(Document):
###

And because I enjoyed THAT so much I enjoyed this also. Because it's silly. And wonderful. And hilarious.

Tuesday, June 10, 2008

A Lesson in Knowing When to Shut Your Mouth

So you are at the mall minding your own business when someone you know walks by. You turn excitedly to say "Hello" and realize that you don't actually know this girl. She smiles at you and asks you if you thought you knew her. You sheepishly tell her yes and instead of going on minding your own business you begin to walk alongside this girl and her young toddler who she's pushing in a shopping cart. You talk to the toddler in a goofy voice and she stares at you while sipping on her smoothie. You notice the girl is rather pregnant. You make some dumb remark about your observation. Then you start to ramble on about how your own daughter was married on the weekend and how you are so tired and happy that you took Monday off. The girl nods politely and you notice she looks tired too. Of course she does. She's pregnant and she has a small child as well. You decide to carry on your own way and continue going straight as they begin to turn the corner towards the grocery store.

THIS IS THE POINT WHERE YOU SHOULD WAVE GOODBYE AND NOT SAY ANOTHER WORD. THE WHOLE CONVERSATION HAS ALREADY BEEN REALLY STRANGE AND AWKWARD. THE GIRL HAS REALLY BEEN RATHER POLITE AND UNDERSTANDING CONSIDERING YOU DON'T ACTUALLY KNOW HER AT ALL. YOU DEFINITELY SHOULDN'T SAY WHAT YOU ARE THINKING FOR MANY REASONS BUT MAINLY BECAUSE YOU ARE A MAN AND HAVE NEVER CARRIED A CHILD. SO DON'T SAY IT, OKAY? DON'T. REALLY. DON'T.

"Are you having twins?"

YOU SAID IT.

"No."

And the girl's back is turned to you so you can't see her expression. You hope she isn't too offended. It was an honest mistake wasn't it? I mean, Wow! What a belly! Oh well.

*Peter took this picture on Sunday night. Does it look like I'm having twins to you? (If your answer is yes, I don't want to know.)

Monday, June 09, 2008

What a Weekend

What is more crazy than taking your toddler to a fair when you are nine months pregnant? Please tell me because I can't think of anything... Actually, we brought my wonderful niece along for help and without her I'm sure we would have had a miserable time. One extra person to reason with the crazy one. We had a lot of conversations with her while she was screaming at the top of her lungs "Why are you crying? Do you not want to go on this ride? You do? Okay, then relax. We just have to wait our turn." Here is a photo example. She was calmer by this point but can you see the crazed look in her eyes. An easy way to tell that this was later on is by noting the caramel blobs on her jacket.



I took a million pictures while we were there and I didn't catch one decent expression on her face. She was truly thrilled and smiling almost constantly but she was almost never looking at the camera and when I tried to get her to she was thoroughly uninterested. How frustrating. When we ask her what her favorite ride was she says "Horsies" which is surprising to me because it's the slowest, shortest and least interesting. She seemed to love the 'scarier' rides the most, smiling and laughing the whole time.






Once she got the hang of having to wait in line she really seemed to enjoy herself. On this ride I tried to put her in just any jeep and she requested 'the purple one'. Wow.

###

(Objectives):
[a] In the blog excerpt, what does the toddler say when asked about her favorite ride at the fair?
[b] Extend the blog excerpt about the fair, beginning right after its last sentence.

(Extracted data):
###

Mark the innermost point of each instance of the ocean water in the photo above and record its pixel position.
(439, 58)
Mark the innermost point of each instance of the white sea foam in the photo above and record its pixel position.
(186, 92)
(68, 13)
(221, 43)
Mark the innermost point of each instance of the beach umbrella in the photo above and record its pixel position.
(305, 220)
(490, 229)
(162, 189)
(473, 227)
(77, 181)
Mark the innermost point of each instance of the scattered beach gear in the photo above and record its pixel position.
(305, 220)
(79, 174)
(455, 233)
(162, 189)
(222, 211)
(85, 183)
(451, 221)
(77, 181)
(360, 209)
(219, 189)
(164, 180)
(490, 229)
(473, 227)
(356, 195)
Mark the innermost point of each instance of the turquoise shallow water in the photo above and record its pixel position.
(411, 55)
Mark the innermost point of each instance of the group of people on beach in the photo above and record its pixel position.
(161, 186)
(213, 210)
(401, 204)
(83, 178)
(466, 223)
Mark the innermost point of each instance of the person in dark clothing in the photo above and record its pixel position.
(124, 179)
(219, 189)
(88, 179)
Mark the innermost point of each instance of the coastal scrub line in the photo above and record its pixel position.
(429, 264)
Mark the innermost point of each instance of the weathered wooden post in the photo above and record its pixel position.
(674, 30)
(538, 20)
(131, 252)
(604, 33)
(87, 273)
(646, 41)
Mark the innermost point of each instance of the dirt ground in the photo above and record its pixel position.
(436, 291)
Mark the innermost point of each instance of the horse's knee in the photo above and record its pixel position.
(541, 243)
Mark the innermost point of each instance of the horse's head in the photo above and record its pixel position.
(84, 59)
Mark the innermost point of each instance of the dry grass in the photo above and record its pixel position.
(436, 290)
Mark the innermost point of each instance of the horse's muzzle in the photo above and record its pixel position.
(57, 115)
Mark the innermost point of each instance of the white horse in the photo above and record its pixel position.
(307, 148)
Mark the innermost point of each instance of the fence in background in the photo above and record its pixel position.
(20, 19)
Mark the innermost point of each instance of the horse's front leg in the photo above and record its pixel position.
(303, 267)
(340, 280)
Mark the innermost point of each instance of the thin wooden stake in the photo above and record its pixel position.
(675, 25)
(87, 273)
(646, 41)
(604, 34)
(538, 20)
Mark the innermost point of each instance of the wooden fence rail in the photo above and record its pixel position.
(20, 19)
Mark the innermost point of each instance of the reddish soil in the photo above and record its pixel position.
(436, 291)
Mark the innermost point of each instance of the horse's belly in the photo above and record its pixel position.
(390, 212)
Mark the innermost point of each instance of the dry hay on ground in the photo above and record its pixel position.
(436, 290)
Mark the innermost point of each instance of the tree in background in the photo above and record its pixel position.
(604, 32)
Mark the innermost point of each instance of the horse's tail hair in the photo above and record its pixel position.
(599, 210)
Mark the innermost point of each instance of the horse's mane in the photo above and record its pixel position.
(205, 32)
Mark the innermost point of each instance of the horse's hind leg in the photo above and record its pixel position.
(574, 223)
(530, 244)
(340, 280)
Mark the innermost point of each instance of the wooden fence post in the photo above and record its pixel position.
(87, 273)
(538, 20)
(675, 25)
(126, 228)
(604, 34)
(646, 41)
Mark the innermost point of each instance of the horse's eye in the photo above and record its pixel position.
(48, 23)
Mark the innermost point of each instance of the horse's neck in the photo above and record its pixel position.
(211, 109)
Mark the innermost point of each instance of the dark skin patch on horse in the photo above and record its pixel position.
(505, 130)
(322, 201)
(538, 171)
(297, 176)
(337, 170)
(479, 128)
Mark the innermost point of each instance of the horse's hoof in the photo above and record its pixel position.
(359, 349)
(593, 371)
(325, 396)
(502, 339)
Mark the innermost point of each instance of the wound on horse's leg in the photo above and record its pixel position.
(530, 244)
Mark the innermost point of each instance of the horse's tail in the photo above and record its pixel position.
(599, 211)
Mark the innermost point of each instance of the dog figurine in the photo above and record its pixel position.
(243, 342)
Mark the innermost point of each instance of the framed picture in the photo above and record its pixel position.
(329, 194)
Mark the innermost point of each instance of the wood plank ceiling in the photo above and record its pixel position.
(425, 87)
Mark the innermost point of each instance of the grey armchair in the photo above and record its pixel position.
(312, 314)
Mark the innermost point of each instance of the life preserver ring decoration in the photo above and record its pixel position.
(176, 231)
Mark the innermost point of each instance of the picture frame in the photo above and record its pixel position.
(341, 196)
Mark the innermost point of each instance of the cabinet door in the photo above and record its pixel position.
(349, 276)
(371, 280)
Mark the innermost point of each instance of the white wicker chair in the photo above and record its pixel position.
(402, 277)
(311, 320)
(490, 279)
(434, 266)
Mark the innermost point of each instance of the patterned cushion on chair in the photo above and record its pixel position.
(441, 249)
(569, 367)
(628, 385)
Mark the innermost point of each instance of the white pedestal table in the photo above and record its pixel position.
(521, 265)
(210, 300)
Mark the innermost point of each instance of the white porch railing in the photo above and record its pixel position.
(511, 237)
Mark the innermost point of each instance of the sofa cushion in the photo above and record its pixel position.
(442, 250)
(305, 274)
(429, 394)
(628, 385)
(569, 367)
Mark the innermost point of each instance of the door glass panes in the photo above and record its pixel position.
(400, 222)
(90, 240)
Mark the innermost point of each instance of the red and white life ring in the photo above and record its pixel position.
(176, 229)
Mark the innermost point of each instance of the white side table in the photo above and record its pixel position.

###

(Responses per task):
[a] "Horsies"

[b]
And in unrelated news. Yesterday, she was coloring her hand black with a marker. When I asked her to stop and explained that we don't color on ourselves she cried and explained that she wanted to be a kitty. What a lot of coloring she would have had to do! This was our solution which seemed to satisfy her.

Thursday, June 05, 2008

YouTubesday

Yet another Twilight obsessed YouTube. It was shown at the MTV movie awards. 58 seconds is FAR too short. The video may be taken down within the day though.

Tuesday, June 03, 2008

Come on

I think of myself as a nice person. A person who doesn't have unrealistic expectations. I'm reasonable. I don't just go around freaking out on people when things don't go my way. But sometimes I think if I was more inclined to be that way, dumb things wouldn't keep happening to me.

When I was expecting Miss A we ordered her bedroom furniture in what I thought was plenty of time. Apparently, I should have allowed more time. I was told to expect it would be a much longer wait than I'd originally thought. So, I was stressed until the furniture finally came. I mean, of course we would have been okay if it didn't but being the planner - anal retentive person that I am, I just wanted to have her room all set up.

As I mentioned in my last post, we really don't have anything much to do this time. Except... I ordered a chair. A glorious chair. The kind of chair that is going to make many sleepless nights much more bearable. I expect to be spending A LOT of time in this chair. I ordered it in the middle of April. That should have allowed an ample amount of time for it to arrive before July, don't you think? But no.



I received a phone call yesterday telling me that they are estimating it will be here at the END of July. Much later than I'd originally been told. I was so disappointed and frustrated that it came across rather clearly to this nice woman I'd been dealing with. It totally isn't her fault. It is a problem with the manufacturers of the chair. Still, that doesn't make it any less annoying. So it's likely not going to arrive before the baby comes. I know it will get here eventually but it just makes me sad. It's the ONE THING I wanted to have before the baby arrives.

Who knows, maybe a miracle with happen and it will still get here on time. We'll have to wait and see.

In the meantime, here is a new profile picture. The other one was terribly old...

Sunday, June 01, 2008

Countdown

Well, it's a little more than a month until this baby is due. Wow. I really can't believe it. I keep trying to imagine what it will be like having two. Of course, that's all I can do. Imagine. That's what I did before we had A. And what I imagined? It wasn't even close. It was so much harder than I'd thought it would be. I think I have adjusted my thinking this time and I may be closer to knowing what it will be like... but still I'm sure it will be so much more challenging than I'm imagining this time as well.



Daily things are getting progressively more difficult. I keep looking at my flower beds wishing I could spend time in them to make them look pretty. I keep reminding myself that this is only for a short while longer (and the last time). Miss A is going through a really frustrating stage right now where she totally flakes out sometimes and refuses to walk, insisting that I carry her. For anyone who might say "Just make her walk!" I say to you "Ha! YOU make her walk." If I waited for her to decide to walk I would seriously be there ALL DAY. And the whole walk away saying "See you later." doesn't work either. She's very likely to bolt and with the combination of this belly and stiff ankle - I would NEVER catch her. She'd be gone. So what do I do? I carry her. I keep picturing my water breaking as I'm lifting her up. Wouldn't that be lovely.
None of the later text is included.